**TASK STATEMENT**
Transcribe each line below verbatim; pictures excluded.

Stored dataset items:

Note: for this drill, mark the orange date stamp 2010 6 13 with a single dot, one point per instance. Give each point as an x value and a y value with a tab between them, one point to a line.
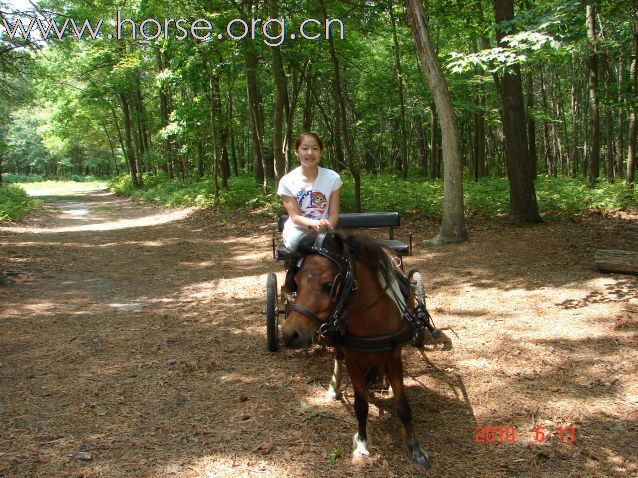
508	433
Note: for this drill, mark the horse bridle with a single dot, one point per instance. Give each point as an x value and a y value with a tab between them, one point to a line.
344	284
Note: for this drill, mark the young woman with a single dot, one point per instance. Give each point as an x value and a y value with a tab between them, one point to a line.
309	192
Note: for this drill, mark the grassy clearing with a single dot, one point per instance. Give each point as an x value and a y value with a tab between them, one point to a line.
61	188
417	196
15	203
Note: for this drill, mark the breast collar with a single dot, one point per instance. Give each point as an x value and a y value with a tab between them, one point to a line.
344	284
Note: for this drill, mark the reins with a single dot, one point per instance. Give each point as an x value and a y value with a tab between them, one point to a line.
343	287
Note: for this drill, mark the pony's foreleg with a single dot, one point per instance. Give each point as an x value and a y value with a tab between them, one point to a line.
395	376
336	382
360	439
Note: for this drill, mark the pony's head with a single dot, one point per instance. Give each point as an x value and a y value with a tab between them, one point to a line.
316	276
322	276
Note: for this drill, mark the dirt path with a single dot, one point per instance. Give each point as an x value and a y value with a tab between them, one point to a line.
133	334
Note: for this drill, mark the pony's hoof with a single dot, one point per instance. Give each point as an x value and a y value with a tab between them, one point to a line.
421	458
359	448
332	395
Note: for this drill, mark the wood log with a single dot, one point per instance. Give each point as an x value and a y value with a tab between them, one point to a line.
625	262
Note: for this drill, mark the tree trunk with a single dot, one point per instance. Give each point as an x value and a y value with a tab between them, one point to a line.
213	129
531	123
254	114
308	105
574	104
620	149
453	220
341	111
548	152
594	128
281	104
434	141
233	151
523	206
128	150
222	131
632	136
403	142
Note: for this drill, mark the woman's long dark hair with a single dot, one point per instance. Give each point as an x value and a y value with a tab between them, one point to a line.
365	250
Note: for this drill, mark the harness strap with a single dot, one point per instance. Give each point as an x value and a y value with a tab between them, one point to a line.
307	312
383	343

**ANSWER TO THE PROBLEM**
Note: for this drill, mark the orange date stamp 2010 6 13 with a single dot, one point per instance. Give each point as an x value and a y value with a tab between them, one point to a line.
508	433
Note: for this drill, mark the horse bridle with a single dot, one point per instance. Give each point as an x value and a y value with a tab between them, one point to a line.
344	284
Note: for this drill, mark the young woman with a single dot, one point per instance. Give each point as an x value and a y value with a tab between them, one point to a line.
309	192
Note: for this drill, mark the grassy clearing with a single dot, one point per instance. Give each point as an x value and a y value with a tab between them, one point to a line.
61	188
417	196
15	203
Note: for this drill, mark the breast collar with a single dot, one point per instance. Give each point as an x value and a y value with a tab between them, one point to a line.
344	284
Note: for this drill, mark the reins with a single dot, one point per instance. Give each point as an x value and a y value with a tab between them, one point to a line.
343	287
Note: for this drill, mark the pony's foreleg with a single dot, one point per instance. Give each point as an x value and a y value with a tab between them, one point to a line.
395	376
336	382
360	439
Note: for this drill, mark the pony's head with a single dot, one point per instance. Give each point as an x value and a y value with a tab between them, one point to a line.
316	276
322	276
Note: for this drill, mark the dirt path with a single dot, one point per instance. Give each point as an x value and a y value with a tab between them, one point to a line.
133	334
Note: for this drill, mark the pony's hoof with a single dot, one point per instance. Give each point as an x value and a y value with a tab between them, one point to a line.
421	458
359	448
332	395
Note: for this drill, mark the wood log with a single dot, one point per instance. Give each point as an x value and a y value with a tab between them, one point to a line.
625	262
Note: for this drill, mark the tree trunk with a single dot, one point per instance. Give each point as an x value and a y value with a tab between them, one point to a line.
213	129
531	123
254	114
308	105
574	104
620	149
453	220
341	111
548	152
594	128
281	104
434	141
233	151
523	206
128	150
222	131
632	136
403	142
Note: for this drill, mark the woman's long dark hair with a single dot, one point per instance. Give each point as an x value and a y value with a tab between them, one point to a line.
365	250
Note: for this drill, mark the harness strap with a single dot, one point per instance. Give each point as an x value and a y value with a tab between them, one point to a line.
307	312
383	343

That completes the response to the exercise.